>> start

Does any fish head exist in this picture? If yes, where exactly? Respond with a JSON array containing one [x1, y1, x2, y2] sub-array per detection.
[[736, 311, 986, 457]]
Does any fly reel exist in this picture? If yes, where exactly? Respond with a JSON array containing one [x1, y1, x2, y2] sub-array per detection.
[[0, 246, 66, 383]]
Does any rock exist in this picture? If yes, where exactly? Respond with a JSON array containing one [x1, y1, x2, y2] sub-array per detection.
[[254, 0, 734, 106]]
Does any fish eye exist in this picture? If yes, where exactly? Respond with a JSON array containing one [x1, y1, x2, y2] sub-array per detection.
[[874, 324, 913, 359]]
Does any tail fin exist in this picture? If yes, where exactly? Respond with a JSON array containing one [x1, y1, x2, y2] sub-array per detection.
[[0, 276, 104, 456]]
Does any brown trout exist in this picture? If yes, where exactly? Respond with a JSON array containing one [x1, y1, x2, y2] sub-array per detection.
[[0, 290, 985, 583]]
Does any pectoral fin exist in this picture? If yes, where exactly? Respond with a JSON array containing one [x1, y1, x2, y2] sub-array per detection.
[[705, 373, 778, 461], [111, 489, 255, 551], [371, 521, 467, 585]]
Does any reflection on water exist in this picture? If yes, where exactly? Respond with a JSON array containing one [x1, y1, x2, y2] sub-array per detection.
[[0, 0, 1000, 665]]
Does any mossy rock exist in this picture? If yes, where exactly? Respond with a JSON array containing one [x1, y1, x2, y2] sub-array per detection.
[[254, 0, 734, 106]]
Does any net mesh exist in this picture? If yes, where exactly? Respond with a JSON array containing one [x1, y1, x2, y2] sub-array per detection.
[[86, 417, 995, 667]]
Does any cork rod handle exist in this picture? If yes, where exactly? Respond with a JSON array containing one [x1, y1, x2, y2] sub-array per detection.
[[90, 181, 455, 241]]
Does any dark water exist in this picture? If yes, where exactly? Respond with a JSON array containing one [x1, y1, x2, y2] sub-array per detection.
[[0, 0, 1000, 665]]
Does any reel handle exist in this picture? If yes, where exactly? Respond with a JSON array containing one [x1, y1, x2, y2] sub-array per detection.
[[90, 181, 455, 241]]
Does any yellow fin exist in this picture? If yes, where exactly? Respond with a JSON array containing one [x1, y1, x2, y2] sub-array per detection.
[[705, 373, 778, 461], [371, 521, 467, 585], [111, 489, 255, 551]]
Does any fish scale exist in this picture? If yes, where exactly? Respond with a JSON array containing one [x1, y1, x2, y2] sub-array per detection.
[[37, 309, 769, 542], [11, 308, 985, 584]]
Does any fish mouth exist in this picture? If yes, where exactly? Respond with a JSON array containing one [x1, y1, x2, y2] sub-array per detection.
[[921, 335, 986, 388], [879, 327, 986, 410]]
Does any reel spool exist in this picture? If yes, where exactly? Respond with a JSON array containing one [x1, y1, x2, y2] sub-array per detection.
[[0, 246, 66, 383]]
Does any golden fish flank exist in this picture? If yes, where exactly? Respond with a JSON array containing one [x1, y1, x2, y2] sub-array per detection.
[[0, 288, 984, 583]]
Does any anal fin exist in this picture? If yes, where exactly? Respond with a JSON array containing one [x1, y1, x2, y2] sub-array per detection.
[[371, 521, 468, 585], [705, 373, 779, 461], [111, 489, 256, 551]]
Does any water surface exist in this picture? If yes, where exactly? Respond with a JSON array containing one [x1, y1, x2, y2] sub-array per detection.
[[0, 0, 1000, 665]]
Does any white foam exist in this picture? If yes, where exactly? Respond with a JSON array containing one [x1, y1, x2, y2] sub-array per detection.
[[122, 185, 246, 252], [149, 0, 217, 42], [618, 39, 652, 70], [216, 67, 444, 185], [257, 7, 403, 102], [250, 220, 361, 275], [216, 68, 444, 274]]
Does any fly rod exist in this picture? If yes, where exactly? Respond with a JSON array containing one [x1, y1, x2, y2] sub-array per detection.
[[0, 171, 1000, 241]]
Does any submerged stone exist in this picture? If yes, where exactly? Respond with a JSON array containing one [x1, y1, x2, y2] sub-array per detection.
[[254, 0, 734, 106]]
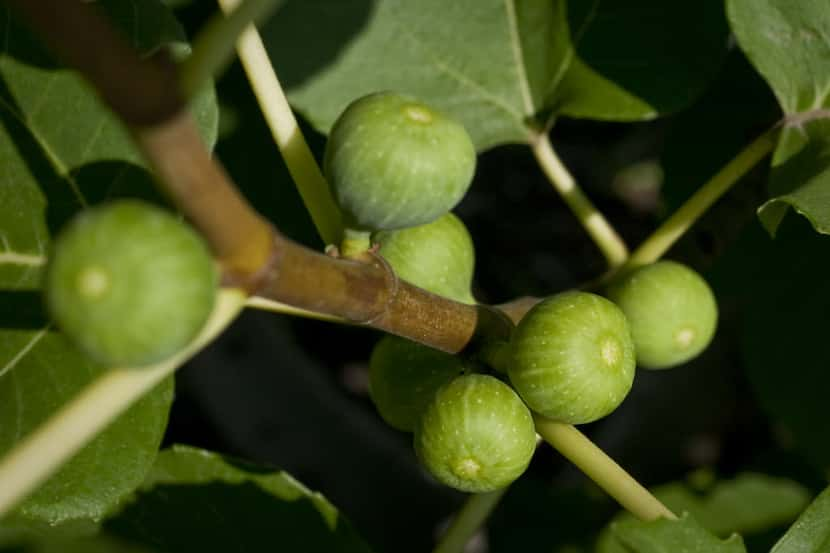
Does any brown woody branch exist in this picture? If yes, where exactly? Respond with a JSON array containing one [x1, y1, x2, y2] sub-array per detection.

>> end

Arrange the records as a CSV with two columns, text and answer, one row per record, starting at the beginning of the records and ending at the line that contains "[[86, 417, 995, 667]]", both ends included. Put each record's text and its answer in separate quoted fields, and replace any line breaks with spaces.

**ANSWER TO THIS TASK:**
text,answer
"Does any fish head exist in this picture? If yes, where exactly? Respond with a JSON array containing one [x1, y1, x2, y2] sub-array per detection.","[[736, 311, 986, 457]]"
"Does any fly reel exist in this picture? If yes, where exactly? Respond with a JSON array containing one [x1, y1, x2, y2] sub-array per detection.","[[0, 246, 66, 383]]"
"Does any rock exist in this picture? If yes, where exactly? Respond with a JSON array containing one [x1, y1, x2, y2] sub-array per detection.","[[254, 0, 734, 106]]"
"Does any fish eye exist in this picture? If yes, where exactly? Respond with a JSON array containing one [x1, y1, x2, y2] sub-array per detection.","[[874, 324, 913, 359]]"
"Does any tail fin exist in this picture? If yes, where exactly? Respond with a JSON array containing one [x1, y1, x2, y2] sub-array per detection.","[[0, 276, 104, 456]]"
"Does any brown trout exist in this picture? If yes, where exactly? Respond with a JSON array containing one [x1, y1, x2, y2] sub-array per detection.","[[0, 290, 985, 583]]"
"Does any pectoral fin exist in this picture? If yes, where exactly? Respond with a JSON array containing one [x1, y1, x2, y2] sub-array per detection.","[[705, 373, 778, 461], [111, 489, 255, 551], [371, 521, 467, 585]]"
"Does any reflection on water exist in this picture? If yes, where exactly? Respond with a JSON array containing one [x1, y1, x2, y2] sub-array per detection.","[[0, 0, 1000, 665]]"
"Does any mossy rock exist in this picture? If yes, where exactly? Respond with a JSON array containing one [x1, y1, x2, y2] sub-array per detection.","[[254, 0, 734, 106]]"
"Does any net mesh exist in this picture? If yes, where exactly? Respond with a JSON array containing one [x1, y1, x2, y2] sub-array per detection.","[[86, 417, 995, 667]]"